Render the listing below as a numbered list, from its start through the line holding "--target white cloud", both ends included. Skip blank lines and leave out the pictures.

** BEGIN **

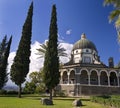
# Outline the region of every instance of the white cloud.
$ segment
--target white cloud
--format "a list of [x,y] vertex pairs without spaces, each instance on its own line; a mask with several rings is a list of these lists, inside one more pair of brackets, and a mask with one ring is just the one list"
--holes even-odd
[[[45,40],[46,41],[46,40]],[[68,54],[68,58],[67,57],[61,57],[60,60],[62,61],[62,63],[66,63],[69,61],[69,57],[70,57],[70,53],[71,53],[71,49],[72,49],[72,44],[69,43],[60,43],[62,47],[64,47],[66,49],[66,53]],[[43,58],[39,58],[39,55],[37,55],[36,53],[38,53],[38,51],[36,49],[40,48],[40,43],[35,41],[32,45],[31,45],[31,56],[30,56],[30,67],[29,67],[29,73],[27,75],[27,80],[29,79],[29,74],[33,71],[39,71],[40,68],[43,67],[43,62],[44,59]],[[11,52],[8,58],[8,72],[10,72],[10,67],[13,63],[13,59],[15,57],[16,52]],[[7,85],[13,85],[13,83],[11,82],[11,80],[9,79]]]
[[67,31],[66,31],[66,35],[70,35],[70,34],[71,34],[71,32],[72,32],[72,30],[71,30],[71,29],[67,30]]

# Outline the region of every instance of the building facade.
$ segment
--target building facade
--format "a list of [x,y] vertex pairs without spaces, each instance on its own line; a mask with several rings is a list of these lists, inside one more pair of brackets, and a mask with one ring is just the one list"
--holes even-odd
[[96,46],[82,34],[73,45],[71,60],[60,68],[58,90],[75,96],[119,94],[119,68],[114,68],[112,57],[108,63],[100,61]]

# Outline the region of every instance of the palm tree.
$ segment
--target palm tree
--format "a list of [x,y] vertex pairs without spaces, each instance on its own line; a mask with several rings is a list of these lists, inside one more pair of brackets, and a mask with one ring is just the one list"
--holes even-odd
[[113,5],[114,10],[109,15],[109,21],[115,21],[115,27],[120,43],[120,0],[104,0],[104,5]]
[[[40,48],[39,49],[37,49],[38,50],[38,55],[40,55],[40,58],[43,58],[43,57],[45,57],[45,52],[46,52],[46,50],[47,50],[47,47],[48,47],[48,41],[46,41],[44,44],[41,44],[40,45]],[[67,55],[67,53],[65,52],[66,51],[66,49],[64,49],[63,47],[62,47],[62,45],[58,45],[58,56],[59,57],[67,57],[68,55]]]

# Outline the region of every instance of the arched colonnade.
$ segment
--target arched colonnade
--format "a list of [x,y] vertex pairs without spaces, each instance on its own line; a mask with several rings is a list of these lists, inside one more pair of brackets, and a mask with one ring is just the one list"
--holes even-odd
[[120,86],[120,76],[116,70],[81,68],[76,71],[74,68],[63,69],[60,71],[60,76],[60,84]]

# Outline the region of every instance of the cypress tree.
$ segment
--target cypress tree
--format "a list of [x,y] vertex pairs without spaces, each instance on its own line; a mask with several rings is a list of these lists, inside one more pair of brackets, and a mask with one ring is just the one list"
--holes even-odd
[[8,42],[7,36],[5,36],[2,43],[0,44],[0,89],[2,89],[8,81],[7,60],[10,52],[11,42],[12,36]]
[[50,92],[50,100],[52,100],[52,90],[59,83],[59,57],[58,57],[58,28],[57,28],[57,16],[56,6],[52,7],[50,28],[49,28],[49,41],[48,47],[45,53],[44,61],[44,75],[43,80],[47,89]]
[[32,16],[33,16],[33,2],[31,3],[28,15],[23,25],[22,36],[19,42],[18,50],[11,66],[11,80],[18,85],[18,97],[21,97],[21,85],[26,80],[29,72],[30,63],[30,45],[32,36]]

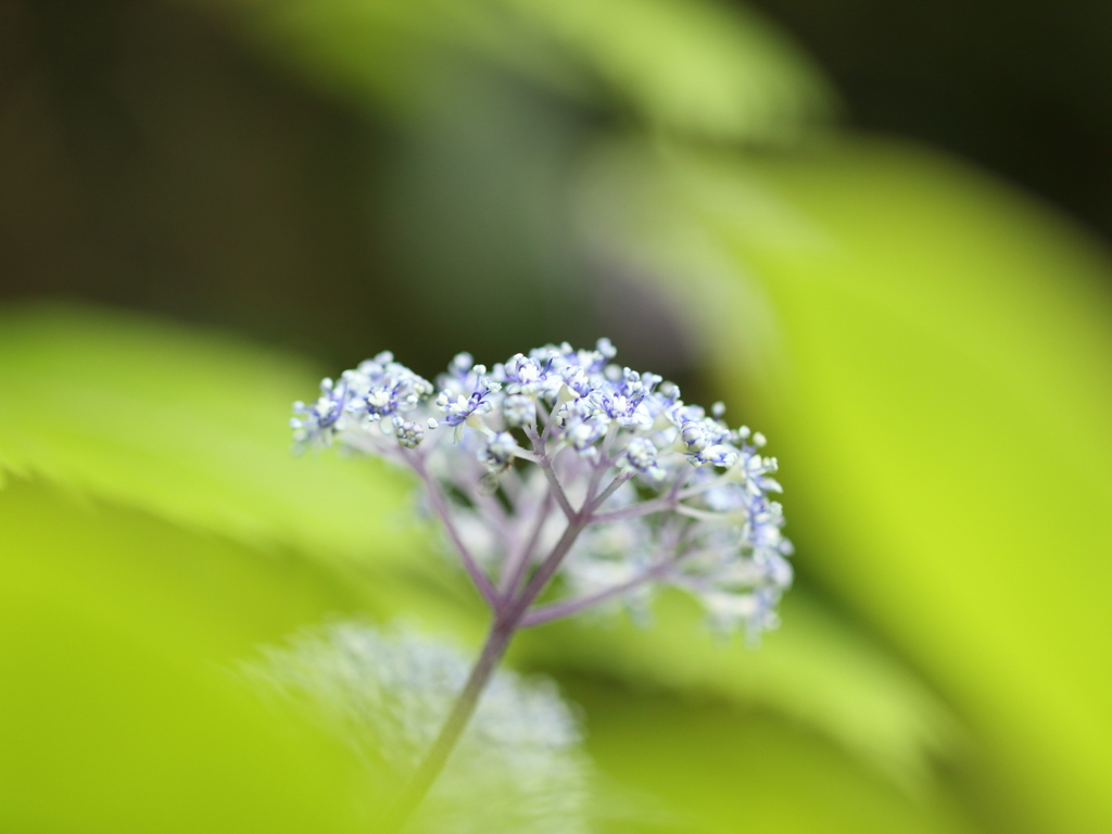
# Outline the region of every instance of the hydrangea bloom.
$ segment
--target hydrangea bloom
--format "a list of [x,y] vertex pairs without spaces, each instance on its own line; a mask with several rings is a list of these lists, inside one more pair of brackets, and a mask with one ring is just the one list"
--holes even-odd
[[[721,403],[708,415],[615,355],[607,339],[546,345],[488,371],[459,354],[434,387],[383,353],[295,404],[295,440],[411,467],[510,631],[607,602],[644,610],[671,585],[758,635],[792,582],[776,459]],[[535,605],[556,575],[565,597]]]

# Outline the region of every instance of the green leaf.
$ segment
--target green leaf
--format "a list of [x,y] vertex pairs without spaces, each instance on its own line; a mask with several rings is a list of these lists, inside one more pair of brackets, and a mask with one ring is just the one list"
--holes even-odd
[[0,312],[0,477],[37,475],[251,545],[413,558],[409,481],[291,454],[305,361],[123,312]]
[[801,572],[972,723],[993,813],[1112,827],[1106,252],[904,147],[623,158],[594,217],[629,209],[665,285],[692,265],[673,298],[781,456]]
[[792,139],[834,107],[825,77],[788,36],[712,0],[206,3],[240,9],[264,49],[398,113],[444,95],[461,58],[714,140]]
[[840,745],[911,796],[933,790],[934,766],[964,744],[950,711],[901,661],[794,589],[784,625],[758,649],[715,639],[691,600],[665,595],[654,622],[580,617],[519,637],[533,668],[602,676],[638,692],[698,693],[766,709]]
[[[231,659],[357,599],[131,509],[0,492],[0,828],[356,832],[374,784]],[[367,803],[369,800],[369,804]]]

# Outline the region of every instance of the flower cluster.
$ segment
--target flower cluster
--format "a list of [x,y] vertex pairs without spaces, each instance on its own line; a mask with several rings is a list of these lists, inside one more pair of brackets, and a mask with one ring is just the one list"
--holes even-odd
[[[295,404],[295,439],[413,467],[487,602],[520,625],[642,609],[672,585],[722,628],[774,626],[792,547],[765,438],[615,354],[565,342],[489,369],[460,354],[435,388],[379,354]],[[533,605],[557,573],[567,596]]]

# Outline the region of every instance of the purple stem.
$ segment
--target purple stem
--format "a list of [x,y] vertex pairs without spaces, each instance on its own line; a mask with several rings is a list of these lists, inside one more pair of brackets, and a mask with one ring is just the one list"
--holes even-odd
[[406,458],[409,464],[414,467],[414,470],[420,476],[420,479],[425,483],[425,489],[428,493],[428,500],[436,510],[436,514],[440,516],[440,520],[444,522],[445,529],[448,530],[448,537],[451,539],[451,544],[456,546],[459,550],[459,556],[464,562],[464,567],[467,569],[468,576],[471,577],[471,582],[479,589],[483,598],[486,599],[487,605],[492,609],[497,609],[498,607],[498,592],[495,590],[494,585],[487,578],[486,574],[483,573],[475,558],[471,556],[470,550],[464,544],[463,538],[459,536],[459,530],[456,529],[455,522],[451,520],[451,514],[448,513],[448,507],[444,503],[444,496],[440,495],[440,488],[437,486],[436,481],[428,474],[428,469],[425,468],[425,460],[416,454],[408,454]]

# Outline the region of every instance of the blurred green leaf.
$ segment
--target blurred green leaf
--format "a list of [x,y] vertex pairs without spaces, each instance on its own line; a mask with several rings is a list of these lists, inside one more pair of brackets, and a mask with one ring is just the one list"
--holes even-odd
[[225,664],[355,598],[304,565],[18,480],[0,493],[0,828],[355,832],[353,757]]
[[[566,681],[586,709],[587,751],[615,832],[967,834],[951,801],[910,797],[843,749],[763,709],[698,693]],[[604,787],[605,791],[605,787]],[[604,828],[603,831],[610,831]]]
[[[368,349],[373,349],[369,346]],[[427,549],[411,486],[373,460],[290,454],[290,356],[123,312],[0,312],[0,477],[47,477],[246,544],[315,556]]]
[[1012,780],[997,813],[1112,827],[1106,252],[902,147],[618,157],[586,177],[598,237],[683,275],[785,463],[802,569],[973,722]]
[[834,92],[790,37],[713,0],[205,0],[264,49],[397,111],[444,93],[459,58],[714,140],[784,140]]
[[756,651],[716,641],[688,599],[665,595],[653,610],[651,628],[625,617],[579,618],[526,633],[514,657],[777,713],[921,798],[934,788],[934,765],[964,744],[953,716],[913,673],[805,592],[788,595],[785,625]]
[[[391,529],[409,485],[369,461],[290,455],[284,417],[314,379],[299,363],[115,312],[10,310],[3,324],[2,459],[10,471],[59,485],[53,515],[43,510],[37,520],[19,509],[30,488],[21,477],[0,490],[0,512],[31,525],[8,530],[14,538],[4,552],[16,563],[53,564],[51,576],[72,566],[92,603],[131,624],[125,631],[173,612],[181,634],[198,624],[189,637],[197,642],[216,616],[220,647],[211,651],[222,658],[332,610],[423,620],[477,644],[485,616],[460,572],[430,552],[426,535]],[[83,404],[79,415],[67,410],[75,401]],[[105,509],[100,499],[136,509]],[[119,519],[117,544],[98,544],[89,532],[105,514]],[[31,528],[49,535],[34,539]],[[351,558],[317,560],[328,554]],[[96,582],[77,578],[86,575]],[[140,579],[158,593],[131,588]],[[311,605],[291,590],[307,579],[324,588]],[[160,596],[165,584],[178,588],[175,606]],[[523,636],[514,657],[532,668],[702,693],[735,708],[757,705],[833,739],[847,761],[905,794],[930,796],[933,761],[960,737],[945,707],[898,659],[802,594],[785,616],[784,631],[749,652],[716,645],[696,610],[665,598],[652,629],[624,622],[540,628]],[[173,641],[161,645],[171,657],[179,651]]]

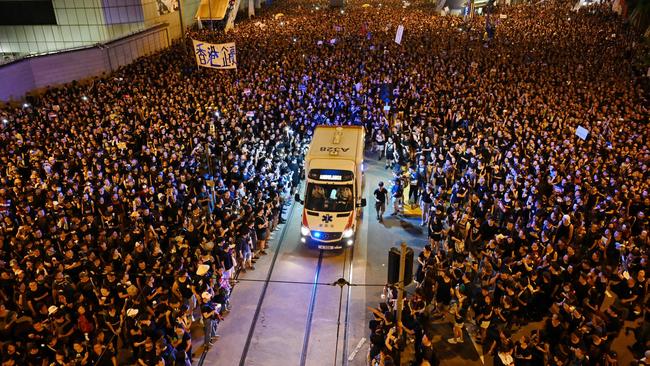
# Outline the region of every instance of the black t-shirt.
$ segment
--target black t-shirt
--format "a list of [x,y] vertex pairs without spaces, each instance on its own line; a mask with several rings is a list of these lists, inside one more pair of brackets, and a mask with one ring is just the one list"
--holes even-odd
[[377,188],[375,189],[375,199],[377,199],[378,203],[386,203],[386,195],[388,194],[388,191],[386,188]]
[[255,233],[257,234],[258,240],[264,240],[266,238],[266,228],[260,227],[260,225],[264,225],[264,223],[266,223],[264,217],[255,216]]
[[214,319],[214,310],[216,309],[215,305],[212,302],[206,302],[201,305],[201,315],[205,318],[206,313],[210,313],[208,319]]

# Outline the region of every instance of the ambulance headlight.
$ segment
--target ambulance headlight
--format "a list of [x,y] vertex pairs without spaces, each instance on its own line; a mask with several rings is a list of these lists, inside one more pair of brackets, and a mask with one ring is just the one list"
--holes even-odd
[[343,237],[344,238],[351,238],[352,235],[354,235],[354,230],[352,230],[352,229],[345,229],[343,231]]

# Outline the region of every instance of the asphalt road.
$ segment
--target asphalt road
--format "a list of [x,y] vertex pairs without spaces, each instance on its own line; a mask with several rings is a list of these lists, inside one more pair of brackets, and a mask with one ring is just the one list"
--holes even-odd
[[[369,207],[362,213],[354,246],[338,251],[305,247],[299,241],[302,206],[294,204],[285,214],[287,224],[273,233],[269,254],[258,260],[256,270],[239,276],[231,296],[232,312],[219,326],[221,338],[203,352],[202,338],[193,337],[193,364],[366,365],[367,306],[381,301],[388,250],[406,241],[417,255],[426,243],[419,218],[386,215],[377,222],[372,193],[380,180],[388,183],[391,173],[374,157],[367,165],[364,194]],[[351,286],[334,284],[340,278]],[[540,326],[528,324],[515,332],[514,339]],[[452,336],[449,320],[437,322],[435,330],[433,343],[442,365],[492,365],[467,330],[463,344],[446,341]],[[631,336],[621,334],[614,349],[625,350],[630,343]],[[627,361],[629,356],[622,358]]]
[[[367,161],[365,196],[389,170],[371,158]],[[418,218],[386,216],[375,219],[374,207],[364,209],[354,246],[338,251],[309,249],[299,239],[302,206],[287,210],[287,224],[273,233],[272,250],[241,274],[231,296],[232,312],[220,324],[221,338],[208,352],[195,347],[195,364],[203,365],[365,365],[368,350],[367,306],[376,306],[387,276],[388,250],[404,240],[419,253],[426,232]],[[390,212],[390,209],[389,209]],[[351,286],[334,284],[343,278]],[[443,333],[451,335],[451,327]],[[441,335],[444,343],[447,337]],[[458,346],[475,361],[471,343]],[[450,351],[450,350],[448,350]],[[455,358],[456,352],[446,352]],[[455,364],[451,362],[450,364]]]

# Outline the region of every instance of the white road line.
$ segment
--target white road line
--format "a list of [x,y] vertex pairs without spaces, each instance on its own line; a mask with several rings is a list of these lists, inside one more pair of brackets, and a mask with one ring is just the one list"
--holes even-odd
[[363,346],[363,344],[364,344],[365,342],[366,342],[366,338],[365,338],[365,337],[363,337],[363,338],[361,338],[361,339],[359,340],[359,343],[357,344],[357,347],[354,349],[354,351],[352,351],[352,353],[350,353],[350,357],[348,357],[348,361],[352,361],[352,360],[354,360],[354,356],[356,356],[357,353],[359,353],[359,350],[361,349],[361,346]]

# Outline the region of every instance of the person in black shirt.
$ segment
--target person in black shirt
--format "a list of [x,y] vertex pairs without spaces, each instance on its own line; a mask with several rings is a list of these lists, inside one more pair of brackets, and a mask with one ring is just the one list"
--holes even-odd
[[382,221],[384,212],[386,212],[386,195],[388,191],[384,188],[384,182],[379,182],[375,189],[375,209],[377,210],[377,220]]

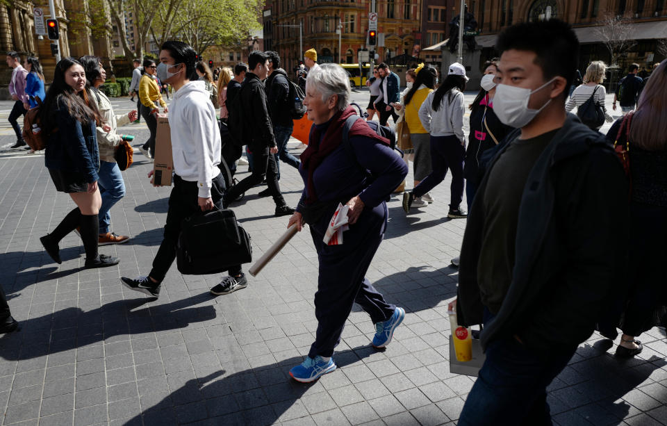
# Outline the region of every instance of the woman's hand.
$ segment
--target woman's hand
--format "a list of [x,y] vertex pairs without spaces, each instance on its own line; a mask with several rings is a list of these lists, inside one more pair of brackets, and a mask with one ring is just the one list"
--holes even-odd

** END **

**Exercise answer**
1. # Outline the region of every instance of the white cloud.
2. $ segment
3. --target white cloud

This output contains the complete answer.